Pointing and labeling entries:

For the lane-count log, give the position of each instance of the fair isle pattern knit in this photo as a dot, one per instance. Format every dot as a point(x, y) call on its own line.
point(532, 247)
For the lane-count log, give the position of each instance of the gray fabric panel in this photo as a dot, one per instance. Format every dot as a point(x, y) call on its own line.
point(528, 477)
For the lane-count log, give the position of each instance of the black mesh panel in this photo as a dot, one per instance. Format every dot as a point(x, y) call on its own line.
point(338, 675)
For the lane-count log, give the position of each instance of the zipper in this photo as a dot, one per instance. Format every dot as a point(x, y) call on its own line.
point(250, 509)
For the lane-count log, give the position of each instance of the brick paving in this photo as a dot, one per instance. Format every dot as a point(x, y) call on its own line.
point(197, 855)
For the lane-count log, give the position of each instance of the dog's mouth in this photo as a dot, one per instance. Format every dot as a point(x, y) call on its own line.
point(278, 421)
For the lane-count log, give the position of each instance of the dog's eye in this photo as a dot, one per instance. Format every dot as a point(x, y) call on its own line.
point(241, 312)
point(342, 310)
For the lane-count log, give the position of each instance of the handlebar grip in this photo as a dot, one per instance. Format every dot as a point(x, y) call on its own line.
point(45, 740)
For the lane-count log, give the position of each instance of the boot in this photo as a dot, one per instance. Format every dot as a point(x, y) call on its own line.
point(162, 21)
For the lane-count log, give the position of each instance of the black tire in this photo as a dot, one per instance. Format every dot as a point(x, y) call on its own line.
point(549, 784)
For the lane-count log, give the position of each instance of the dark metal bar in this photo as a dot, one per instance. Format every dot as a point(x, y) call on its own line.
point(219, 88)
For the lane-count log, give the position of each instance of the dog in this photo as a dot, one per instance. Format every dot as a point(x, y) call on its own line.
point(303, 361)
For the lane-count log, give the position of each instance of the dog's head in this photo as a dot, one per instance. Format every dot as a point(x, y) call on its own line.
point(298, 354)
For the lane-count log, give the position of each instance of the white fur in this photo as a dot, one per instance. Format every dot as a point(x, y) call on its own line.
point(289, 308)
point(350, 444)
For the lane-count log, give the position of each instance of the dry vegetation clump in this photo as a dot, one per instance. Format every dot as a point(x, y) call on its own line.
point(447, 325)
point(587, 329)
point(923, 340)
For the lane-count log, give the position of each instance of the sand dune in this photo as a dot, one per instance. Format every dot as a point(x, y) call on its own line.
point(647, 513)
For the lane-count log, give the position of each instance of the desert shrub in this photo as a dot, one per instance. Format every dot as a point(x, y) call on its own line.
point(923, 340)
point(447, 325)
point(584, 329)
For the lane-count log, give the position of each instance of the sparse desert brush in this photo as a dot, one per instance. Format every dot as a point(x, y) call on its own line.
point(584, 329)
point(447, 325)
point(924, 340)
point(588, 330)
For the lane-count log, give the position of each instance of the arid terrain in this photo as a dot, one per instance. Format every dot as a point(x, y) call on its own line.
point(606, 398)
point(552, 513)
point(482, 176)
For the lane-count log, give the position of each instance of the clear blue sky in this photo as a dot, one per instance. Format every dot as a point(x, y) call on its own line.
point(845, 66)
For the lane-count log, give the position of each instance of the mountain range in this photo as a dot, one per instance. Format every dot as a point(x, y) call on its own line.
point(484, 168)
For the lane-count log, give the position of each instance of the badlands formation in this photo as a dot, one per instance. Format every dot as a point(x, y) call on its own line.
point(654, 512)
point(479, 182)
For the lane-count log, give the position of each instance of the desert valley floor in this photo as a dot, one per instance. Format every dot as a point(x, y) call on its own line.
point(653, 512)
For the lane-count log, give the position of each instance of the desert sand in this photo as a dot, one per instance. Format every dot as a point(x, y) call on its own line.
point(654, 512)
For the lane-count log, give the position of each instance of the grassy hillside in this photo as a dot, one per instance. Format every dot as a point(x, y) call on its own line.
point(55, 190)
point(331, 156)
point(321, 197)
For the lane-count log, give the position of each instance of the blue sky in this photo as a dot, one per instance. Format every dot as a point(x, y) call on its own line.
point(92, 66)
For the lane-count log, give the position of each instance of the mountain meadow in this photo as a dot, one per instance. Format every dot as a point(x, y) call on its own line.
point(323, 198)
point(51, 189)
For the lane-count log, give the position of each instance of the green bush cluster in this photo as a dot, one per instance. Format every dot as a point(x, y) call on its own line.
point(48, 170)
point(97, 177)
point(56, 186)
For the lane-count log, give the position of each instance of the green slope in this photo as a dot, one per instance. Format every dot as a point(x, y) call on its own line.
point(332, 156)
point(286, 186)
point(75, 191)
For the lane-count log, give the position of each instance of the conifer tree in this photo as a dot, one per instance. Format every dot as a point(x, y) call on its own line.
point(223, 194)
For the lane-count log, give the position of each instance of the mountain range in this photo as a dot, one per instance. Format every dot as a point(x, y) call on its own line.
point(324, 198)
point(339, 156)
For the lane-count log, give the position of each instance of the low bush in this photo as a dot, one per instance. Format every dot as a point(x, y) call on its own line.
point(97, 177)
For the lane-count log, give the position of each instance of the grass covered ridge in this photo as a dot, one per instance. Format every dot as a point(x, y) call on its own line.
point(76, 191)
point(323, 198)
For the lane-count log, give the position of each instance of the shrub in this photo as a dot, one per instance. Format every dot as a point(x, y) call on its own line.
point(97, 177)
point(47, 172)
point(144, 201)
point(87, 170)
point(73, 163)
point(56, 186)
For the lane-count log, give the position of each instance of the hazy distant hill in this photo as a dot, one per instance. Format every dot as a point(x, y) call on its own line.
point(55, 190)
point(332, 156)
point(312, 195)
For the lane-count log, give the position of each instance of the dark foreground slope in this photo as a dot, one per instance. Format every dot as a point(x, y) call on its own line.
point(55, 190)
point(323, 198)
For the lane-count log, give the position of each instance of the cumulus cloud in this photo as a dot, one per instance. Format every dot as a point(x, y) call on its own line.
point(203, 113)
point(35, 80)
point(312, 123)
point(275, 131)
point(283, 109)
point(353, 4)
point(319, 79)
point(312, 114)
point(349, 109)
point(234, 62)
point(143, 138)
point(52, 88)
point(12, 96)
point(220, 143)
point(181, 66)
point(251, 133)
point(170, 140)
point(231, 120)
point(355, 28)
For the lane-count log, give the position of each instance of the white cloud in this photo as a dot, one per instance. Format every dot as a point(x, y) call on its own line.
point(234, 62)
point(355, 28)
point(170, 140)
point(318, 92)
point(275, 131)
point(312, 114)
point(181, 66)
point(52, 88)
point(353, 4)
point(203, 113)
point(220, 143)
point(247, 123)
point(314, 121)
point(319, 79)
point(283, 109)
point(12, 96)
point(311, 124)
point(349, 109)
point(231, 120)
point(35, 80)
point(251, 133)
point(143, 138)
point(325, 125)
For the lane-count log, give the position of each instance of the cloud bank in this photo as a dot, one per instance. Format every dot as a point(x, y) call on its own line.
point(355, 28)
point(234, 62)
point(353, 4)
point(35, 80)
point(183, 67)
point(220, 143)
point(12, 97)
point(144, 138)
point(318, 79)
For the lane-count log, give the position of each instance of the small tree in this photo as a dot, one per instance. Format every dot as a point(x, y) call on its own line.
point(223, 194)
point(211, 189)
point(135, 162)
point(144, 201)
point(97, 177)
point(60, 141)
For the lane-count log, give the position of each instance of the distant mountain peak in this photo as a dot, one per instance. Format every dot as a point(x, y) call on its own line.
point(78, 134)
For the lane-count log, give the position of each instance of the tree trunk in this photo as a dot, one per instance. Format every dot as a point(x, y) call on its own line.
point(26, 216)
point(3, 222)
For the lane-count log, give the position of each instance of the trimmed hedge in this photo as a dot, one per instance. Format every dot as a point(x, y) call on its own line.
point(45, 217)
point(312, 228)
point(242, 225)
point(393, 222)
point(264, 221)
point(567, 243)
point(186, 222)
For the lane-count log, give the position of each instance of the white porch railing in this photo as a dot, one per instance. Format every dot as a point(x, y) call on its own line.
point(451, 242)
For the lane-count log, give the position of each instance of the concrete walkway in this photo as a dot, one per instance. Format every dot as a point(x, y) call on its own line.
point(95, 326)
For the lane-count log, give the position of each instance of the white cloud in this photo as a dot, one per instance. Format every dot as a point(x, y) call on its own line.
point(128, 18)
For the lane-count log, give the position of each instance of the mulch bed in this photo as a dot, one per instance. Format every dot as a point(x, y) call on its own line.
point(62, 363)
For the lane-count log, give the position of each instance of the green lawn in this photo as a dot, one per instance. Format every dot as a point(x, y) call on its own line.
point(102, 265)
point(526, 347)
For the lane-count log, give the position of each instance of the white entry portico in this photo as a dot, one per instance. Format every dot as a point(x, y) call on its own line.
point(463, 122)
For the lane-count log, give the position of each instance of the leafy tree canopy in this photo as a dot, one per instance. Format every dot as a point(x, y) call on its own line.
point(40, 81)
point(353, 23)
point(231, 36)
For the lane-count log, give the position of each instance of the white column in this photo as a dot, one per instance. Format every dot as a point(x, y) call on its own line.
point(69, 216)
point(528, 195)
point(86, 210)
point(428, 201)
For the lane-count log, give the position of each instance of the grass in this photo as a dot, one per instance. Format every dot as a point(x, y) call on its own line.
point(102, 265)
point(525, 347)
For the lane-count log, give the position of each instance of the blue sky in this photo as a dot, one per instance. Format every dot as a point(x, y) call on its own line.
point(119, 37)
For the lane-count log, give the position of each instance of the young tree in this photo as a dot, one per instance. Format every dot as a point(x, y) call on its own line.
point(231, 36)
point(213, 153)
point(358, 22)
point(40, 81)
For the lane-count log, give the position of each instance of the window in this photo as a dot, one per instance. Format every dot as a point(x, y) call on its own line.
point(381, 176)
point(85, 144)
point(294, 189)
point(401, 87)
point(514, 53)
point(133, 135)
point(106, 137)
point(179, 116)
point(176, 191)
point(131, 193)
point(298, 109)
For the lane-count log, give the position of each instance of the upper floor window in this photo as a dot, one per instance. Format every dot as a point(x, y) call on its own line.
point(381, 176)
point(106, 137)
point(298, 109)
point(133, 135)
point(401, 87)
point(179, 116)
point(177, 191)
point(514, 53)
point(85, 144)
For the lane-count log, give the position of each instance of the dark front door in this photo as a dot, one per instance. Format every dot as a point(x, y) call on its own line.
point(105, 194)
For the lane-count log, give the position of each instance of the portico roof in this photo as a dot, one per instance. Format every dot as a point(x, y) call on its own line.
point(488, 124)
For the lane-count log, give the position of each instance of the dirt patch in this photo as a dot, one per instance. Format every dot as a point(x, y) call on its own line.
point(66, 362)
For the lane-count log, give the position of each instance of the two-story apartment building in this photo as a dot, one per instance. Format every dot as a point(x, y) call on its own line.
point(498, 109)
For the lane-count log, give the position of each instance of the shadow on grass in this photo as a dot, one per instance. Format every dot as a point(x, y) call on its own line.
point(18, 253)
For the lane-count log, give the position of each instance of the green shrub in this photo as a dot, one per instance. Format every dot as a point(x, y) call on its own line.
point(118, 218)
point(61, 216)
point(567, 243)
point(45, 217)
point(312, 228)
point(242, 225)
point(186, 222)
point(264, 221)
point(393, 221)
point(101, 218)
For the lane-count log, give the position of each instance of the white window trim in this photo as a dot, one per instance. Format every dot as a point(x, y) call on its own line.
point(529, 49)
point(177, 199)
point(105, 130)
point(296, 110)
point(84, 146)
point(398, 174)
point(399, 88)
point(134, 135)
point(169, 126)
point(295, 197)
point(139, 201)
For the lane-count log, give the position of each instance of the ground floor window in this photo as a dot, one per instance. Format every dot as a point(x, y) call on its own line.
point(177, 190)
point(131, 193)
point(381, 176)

__GIVEN REQUEST__
Return the rows above exactly as they are, from the start of the rows through the line with "point(532, 247)".

__EXERCISE ANSWER__
For the lane-count log, give the position of each instance of the fair isle pattern knit in this photo as a dot, one per instance. Format every dot as a point(x, y) call on its own line.
point(532, 247)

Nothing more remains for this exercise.